REQUIREMENT — Using the string "that" as the key, pull each matching line out of the records below.

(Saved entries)
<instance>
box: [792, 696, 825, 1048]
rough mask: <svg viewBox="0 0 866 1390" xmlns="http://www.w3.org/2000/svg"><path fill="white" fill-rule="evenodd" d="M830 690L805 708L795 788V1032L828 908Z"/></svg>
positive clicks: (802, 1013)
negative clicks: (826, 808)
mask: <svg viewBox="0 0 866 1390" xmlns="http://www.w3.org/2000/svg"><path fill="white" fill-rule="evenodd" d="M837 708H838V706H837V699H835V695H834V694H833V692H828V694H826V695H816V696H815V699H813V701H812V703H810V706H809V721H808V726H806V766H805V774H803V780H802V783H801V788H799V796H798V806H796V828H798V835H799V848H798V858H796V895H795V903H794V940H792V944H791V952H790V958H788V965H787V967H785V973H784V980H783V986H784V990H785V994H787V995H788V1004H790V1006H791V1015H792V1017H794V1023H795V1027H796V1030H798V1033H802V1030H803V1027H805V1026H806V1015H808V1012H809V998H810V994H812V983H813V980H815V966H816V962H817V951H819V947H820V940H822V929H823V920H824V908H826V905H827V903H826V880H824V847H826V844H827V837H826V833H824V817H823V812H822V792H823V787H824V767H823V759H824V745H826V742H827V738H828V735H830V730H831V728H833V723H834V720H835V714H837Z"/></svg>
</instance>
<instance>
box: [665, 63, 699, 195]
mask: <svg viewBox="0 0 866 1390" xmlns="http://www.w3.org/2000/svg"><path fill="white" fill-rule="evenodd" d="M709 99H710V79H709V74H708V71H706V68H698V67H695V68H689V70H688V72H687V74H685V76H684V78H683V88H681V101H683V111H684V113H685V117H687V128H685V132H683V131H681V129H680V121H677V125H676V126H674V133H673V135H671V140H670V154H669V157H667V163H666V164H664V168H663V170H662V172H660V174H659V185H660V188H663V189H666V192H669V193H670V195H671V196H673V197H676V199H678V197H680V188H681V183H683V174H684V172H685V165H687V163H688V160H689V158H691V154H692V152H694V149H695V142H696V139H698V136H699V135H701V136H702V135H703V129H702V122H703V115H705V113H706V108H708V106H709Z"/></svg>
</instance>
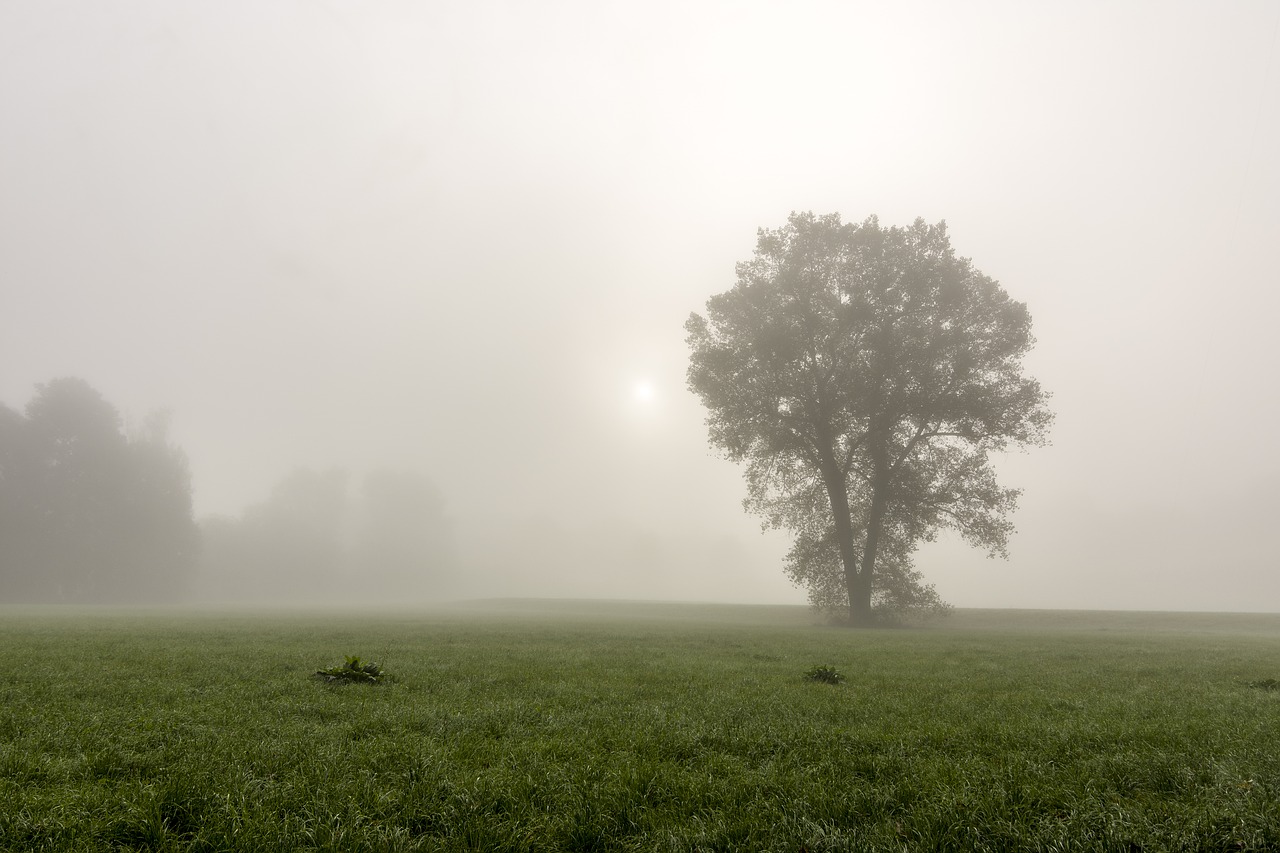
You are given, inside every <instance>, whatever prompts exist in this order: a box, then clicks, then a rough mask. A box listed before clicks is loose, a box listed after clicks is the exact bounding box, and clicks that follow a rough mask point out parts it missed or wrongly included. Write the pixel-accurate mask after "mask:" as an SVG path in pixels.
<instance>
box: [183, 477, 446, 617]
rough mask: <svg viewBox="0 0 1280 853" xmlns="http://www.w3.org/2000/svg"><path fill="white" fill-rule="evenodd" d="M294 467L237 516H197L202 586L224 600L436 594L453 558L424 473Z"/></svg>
mask: <svg viewBox="0 0 1280 853" xmlns="http://www.w3.org/2000/svg"><path fill="white" fill-rule="evenodd" d="M349 480H351V478H349V476H348V474H347V473H346V471H343V470H340V469H330V470H325V471H317V470H312V469H306V467H301V469H296V470H293V471H292V473H289V474H288V475H287V476H285V478H284V479H282V480H280V483H278V484H276V485H275V488H274V489H273V491H271V494H270V497H269V498H268V500H266V501H264V502H262V503H259V505H255V506H251V507H248V508H247V510H246V511H244V512H243V514H242V515H241V516H239V517H225V516H223V517H211V519H205V520H204V521H202V523H201V532H202V534H204V542H205V549H204V560H202V564H201V579H200V584H201V592H202V593H204V594H206V596H209V597H212V598H218V599H223V601H259V602H261V601H275V602H291V603H297V602H320V601H339V602H364V603H371V602H387V601H407V599H417V598H422V597H425V596H428V594H431V593H438V592H440V590H442V588H444V587H445V585H447V583H448V580H449V578H448V574H449V570H451V567H452V562H453V537H452V526H451V525H449V520H448V517H447V515H445V514H444V500H443V497H442V496H440V493H439V491H436V488H435V485H434V484H433V483H431V482H430V480H429V479H428V478H425V476H422V475H420V474H416V473H412V471H401V470H380V471H374V473H371V474H369V475H367V476H365V478H364V482H362V488H361V489H358V491H357V492H356V493H355V494H353V493H352V489H351V488H349V485H348V484H349Z"/></svg>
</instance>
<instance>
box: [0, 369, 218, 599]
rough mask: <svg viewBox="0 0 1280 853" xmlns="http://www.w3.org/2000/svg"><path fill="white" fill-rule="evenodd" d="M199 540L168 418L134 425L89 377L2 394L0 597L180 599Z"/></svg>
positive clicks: (48, 384)
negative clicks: (121, 413)
mask: <svg viewBox="0 0 1280 853" xmlns="http://www.w3.org/2000/svg"><path fill="white" fill-rule="evenodd" d="M198 549H200V532H198V529H197V528H196V523H195V520H193V519H192V510H191V474H189V471H188V469H187V457H186V455H184V453H183V452H182V451H180V450H179V448H177V447H174V446H173V444H170V443H169V441H168V435H166V429H165V419H164V416H163V415H156V416H152V418H151V419H148V420H147V421H146V425H145V427H143V428H142V429H141V430H137V432H136V433H131V434H127V433H125V432H124V430H123V429H122V425H120V415H119V412H116V410H115V407H114V406H111V403H109V402H106V400H104V398H102V396H101V394H100V393H99V392H97V391H95V389H93V388H91V387H90V386H88V383H86V382H84V380H82V379H54V380H52V382H47V383H44V384H40V386H36V394H35V396H33V397H32V400H31V402H28V403H27V410H26V415H23V414H19V412H17V411H14V410H12V409H9V407H8V406H5V405H3V403H0V599H3V601H5V602H68V603H81V602H142V603H145V602H165V601H175V599H178V598H180V597H182V596H183V593H184V590H186V589H187V585H188V584H189V581H191V576H192V573H193V570H195V566H196V560H197V556H198Z"/></svg>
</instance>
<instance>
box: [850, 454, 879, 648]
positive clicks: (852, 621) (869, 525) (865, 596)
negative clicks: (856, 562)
mask: <svg viewBox="0 0 1280 853" xmlns="http://www.w3.org/2000/svg"><path fill="white" fill-rule="evenodd" d="M870 450H872V506H870V510H869V511H868V514H867V540H865V543H864V546H863V561H861V562H863V565H861V571H860V573H859V575H858V580H859V598H858V602H856V605H854V599H852V598H850V617H851V619H852V622H854V625H872V624H873V621H874V620H873V615H872V587H873V579H874V578H876V557H877V555H878V552H879V539H881V532H882V530H883V528H884V512H886V510H887V508H888V448H887V447H886V446H884V442H883V439H881V441H874V442H873V443H872V446H870Z"/></svg>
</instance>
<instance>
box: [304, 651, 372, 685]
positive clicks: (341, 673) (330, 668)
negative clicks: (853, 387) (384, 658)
mask: <svg viewBox="0 0 1280 853" xmlns="http://www.w3.org/2000/svg"><path fill="white" fill-rule="evenodd" d="M312 678H317V679H321V680H323V681H325V683H326V684H335V683H342V684H378V683H380V681H381V680H383V679H385V678H387V674H385V672H384V671H383V667H381V666H379V665H378V663H374V662H372V661H370V662H369V663H361V662H360V658H358V657H348V658H347V662H346V663H339V665H338V666H330V667H329V669H328V670H316V672H315V675H314V676H312Z"/></svg>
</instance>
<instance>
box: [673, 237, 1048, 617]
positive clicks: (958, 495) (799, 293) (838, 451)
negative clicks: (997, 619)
mask: <svg viewBox="0 0 1280 853" xmlns="http://www.w3.org/2000/svg"><path fill="white" fill-rule="evenodd" d="M685 329H686V332H687V343H689V346H690V348H691V356H690V365H689V387H690V389H691V391H692V392H694V393H696V394H698V396H699V397H700V398H701V401H703V403H704V406H705V407H707V411H708V416H707V425H708V430H709V435H710V442H712V444H713V446H717V447H719V448H721V450H722V451H723V452H724V453H726V456H727V457H728V459H731V460H735V461H740V462H745V466H746V467H745V475H746V482H748V494H749V497H748V500H746V502H745V503H746V506H748V508H750V510H753V511H755V512H759V514H760V515H762V516H763V517H764V520H765V523H767V524H769V525H773V526H780V528H787V529H790V530H792V532H794V534H795V544H794V547H792V549H791V553H790V555H788V557H787V566H786V570H787V573H788V574H790V576H791V578H792V579H794V580H795V581H796V583H799V584H803V585H804V587H806V588H808V590H809V594H810V601H813V602H814V603H815V605H818V606H824V607H838V608H841V610H844V608H847V615H849V619H850V621H851V622H854V624H869V622H872V621H874V619H876V611H877V608H879V610H897V611H901V610H911V608H916V607H922V606H923V607H931V606H937V605H938V603H940V602H938V599H937V596H936V593H933V590H932V588H929V587H925V585H923V583H922V581H920V576H919V574H918V573H915V571H914V569H913V567H911V553H913V552H914V549H915V548H916V546H918V544H919V543H920V542H923V540H929V539H932V538H934V537H936V535H937V533H938V532H940V530H941V529H945V528H950V529H954V530H956V532H959V533H960V534H961V535H963V537H964V538H965V539H966V540H969V542H970V543H973V544H975V546H979V547H983V548H986V549H988V551H989V552H991V553H992V555H993V556H995V555H1005V552H1006V544H1007V540H1009V535H1010V533H1011V532H1012V524H1011V523H1010V521H1009V515H1010V512H1011V511H1012V510H1014V508H1015V506H1016V500H1018V494H1019V492H1018V491H1016V489H1007V488H1002V487H1001V485H1000V484H998V483H997V480H996V475H995V471H993V469H992V466H991V453H992V452H993V451H1004V450H1009V448H1014V447H1027V446H1037V444H1042V443H1044V442H1046V441H1047V430H1048V427H1050V424H1051V421H1052V414H1051V412H1050V410H1048V406H1047V400H1048V394H1047V393H1046V392H1044V391H1043V389H1042V388H1041V386H1039V383H1038V382H1036V380H1034V379H1032V378H1029V377H1027V375H1024V371H1023V357H1024V355H1025V353H1027V352H1028V351H1029V350H1030V347H1032V345H1033V343H1034V338H1033V337H1032V332H1030V315H1029V313H1028V311H1027V306H1025V305H1023V304H1021V302H1016V301H1014V300H1011V298H1010V297H1009V295H1007V293H1006V292H1005V291H1004V289H1002V288H1001V287H1000V284H997V283H996V282H995V280H992V279H991V278H988V277H987V275H983V274H982V273H980V272H978V270H977V269H975V268H974V266H973V264H972V263H970V261H969V260H968V259H965V257H959V256H957V255H956V254H955V251H954V250H952V248H951V241H950V237H948V236H947V231H946V224H945V223H938V224H936V225H929V224H925V223H924V220H922V219H916V220H915V223H913V224H911V225H910V227H906V228H884V227H882V225H881V224H879V222H878V220H877V219H876V218H874V216H872V218H869V219H867V220H865V222H863V223H860V224H854V223H842V222H841V218H840V215H838V214H831V215H824V216H815V215H814V214H812V213H804V214H792V215H791V216H790V219H788V220H787V224H786V225H785V227H782V228H780V229H777V231H767V229H762V231H760V232H759V234H758V242H756V248H755V256H754V257H753V259H751V260H749V261H745V263H741V264H739V265H737V283H736V284H735V287H733V288H732V289H730V291H727V292H724V293H721V295H718V296H714V297H712V298H710V300H709V301H708V304H707V316H700V315H698V314H692V315H690V318H689V321H687V323H686V325H685Z"/></svg>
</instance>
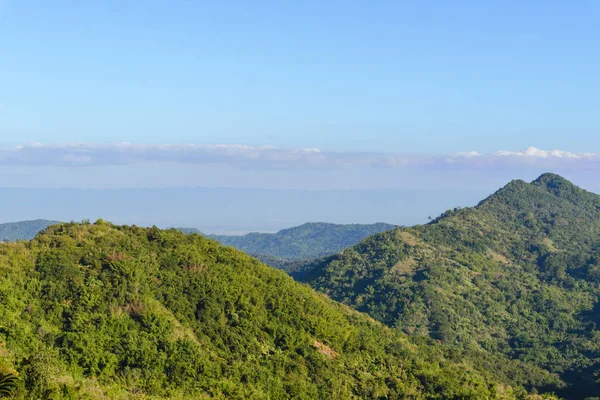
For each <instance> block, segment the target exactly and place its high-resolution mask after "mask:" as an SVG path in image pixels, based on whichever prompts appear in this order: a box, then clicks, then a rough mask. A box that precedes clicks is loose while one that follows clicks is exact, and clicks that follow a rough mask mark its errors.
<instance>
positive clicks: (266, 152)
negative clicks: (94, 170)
mask: <svg viewBox="0 0 600 400" xmlns="http://www.w3.org/2000/svg"><path fill="white" fill-rule="evenodd" d="M165 162H166V163H177V164H224V165H230V166H233V167H237V168H243V169H313V168H329V169H331V168H356V167H378V168H425V169H432V168H434V169H435V168H473V169H475V168H487V167H499V168H501V167H503V166H515V165H523V166H527V165H536V166H539V167H548V168H552V167H559V166H560V167H563V166H567V167H573V168H580V167H583V168H598V167H600V155H598V154H595V153H573V152H569V151H564V150H541V149H538V148H535V147H529V148H527V149H525V150H522V151H496V152H492V153H479V152H477V151H467V152H460V153H456V154H453V155H415V154H412V155H411V154H392V153H370V152H362V153H361V152H328V151H323V150H321V149H318V148H276V147H273V146H248V145H241V144H132V143H126V142H123V143H116V144H93V143H63V144H50V145H45V144H41V143H28V144H23V145H20V146H17V147H15V148H10V149H4V150H1V149H0V165H17V166H18V165H21V166H109V165H132V164H142V163H165Z"/></svg>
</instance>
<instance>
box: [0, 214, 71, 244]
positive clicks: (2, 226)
mask: <svg viewBox="0 0 600 400" xmlns="http://www.w3.org/2000/svg"><path fill="white" fill-rule="evenodd" d="M59 223H60V222H58V221H48V220H45V219H36V220H34V221H20V222H9V223H6V224H0V241H3V242H14V241H17V240H31V239H33V238H34V237H35V235H37V234H38V233H39V232H40V231H43V230H44V229H46V228H47V227H49V226H50V225H54V224H59Z"/></svg>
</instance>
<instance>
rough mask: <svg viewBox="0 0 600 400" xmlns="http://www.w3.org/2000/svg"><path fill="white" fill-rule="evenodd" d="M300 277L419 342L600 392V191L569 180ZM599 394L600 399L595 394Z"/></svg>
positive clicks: (500, 197)
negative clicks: (438, 346) (447, 344)
mask: <svg viewBox="0 0 600 400" xmlns="http://www.w3.org/2000/svg"><path fill="white" fill-rule="evenodd" d="M296 278H297V279H298V280H300V281H302V282H305V283H308V284H309V285H311V286H312V287H314V288H315V289H317V290H319V291H321V292H323V293H325V294H327V295H328V296H330V297H331V298H333V299H335V300H338V301H341V302H342V303H344V304H347V305H349V306H352V307H353V308H355V309H357V310H359V311H361V312H365V313H367V314H369V315H370V316H372V317H373V318H375V319H376V320H378V321H381V322H383V323H385V324H386V325H388V326H390V327H394V328H397V329H398V330H400V331H403V332H405V333H407V334H409V335H411V336H413V337H417V336H421V337H428V338H432V339H434V340H439V341H441V342H442V343H445V344H448V345H450V346H452V347H453V348H455V349H456V350H457V351H482V352H485V353H488V354H491V355H498V356H504V357H507V358H509V359H511V360H518V361H521V362H523V363H526V364H528V365H531V366H535V367H539V368H541V369H544V370H546V371H548V372H550V373H552V374H556V375H557V376H558V377H559V378H560V381H561V382H560V383H559V384H558V385H555V386H545V387H544V386H541V387H540V386H538V387H537V390H539V391H555V392H556V393H558V394H559V395H561V396H564V397H565V398H569V399H584V398H592V397H593V396H598V395H599V394H600V301H599V299H600V196H598V195H596V194H593V193H589V192H586V191H584V190H582V189H580V188H578V187H576V186H575V185H573V184H571V183H570V182H568V181H567V180H565V179H563V178H561V177H560V176H557V175H553V174H544V175H542V176H540V177H539V178H538V179H536V180H535V181H533V182H531V183H526V182H524V181H513V182H511V183H509V184H508V185H507V186H506V187H504V188H502V189H501V190H499V191H498V192H496V193H495V194H493V195H491V196H490V197H488V198H487V199H485V200H483V201H482V202H481V203H479V205H477V206H476V207H473V208H462V209H458V208H457V209H453V210H449V211H447V212H446V213H444V214H443V215H441V216H440V217H439V218H436V219H435V220H433V221H431V223H429V224H427V225H419V226H415V227H411V228H397V229H395V230H393V231H388V232H384V233H380V234H377V235H374V236H372V237H370V238H368V239H366V240H364V241H362V242H361V243H359V244H357V245H355V246H353V247H350V248H348V249H346V250H344V251H343V252H341V253H340V254H338V255H334V256H331V257H327V258H325V259H321V260H318V261H316V262H313V263H311V264H309V265H307V266H305V267H304V269H303V271H302V272H300V273H298V274H296ZM594 398H595V397H594Z"/></svg>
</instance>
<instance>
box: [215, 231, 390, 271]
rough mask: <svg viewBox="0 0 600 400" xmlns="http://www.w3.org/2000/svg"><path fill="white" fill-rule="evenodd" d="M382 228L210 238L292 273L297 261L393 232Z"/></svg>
mask: <svg viewBox="0 0 600 400" xmlns="http://www.w3.org/2000/svg"><path fill="white" fill-rule="evenodd" d="M395 227H396V226H395V225H390V224H384V223H382V222H380V223H376V224H369V225H362V224H348V225H338V224H328V223H322V222H321V223H307V224H303V225H300V226H296V227H294V228H289V229H284V230H282V231H279V232H277V233H249V234H247V235H244V236H225V235H211V236H209V237H211V238H212V239H215V240H217V241H218V242H220V243H222V244H224V245H227V246H233V247H235V248H236V249H238V250H242V251H243V252H245V253H247V254H250V255H252V256H254V257H256V258H258V259H259V260H261V261H262V262H264V263H265V264H268V265H270V266H272V267H275V268H279V269H284V270H286V271H293V270H295V268H296V267H297V266H298V265H299V263H298V261H307V260H312V259H315V258H318V257H324V256H328V255H332V254H335V253H337V252H339V251H342V250H343V249H345V248H346V247H348V246H352V245H355V244H356V243H358V242H360V241H361V240H363V239H364V238H366V237H368V236H371V235H374V234H376V233H379V232H383V231H388V230H391V229H394V228H395Z"/></svg>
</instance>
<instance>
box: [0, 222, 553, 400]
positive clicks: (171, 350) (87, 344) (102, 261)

SOLUTION —
You are given, inside every <instance>, whatever prompts exist in this order: a box, then clicks, then a rough mask. A box listed before clicks is loose, a box listed after clicks is the exact bounding box, and clicks that follow a rough mask point out parts it missed or wrongly included. Write the pixel-accurate mask after "mask:" as an SVG path in pixels.
For each <instance> block, segment the target exactly and place its high-resolution mask after "mask:" as an SVG path in image pixels, based on whichever prompts appear in this order: a box, then clicks, then a rough mask. A box that precedes clicks is loose while one that follows clicks is exact, and clicks that follow a rough mask mark its errors.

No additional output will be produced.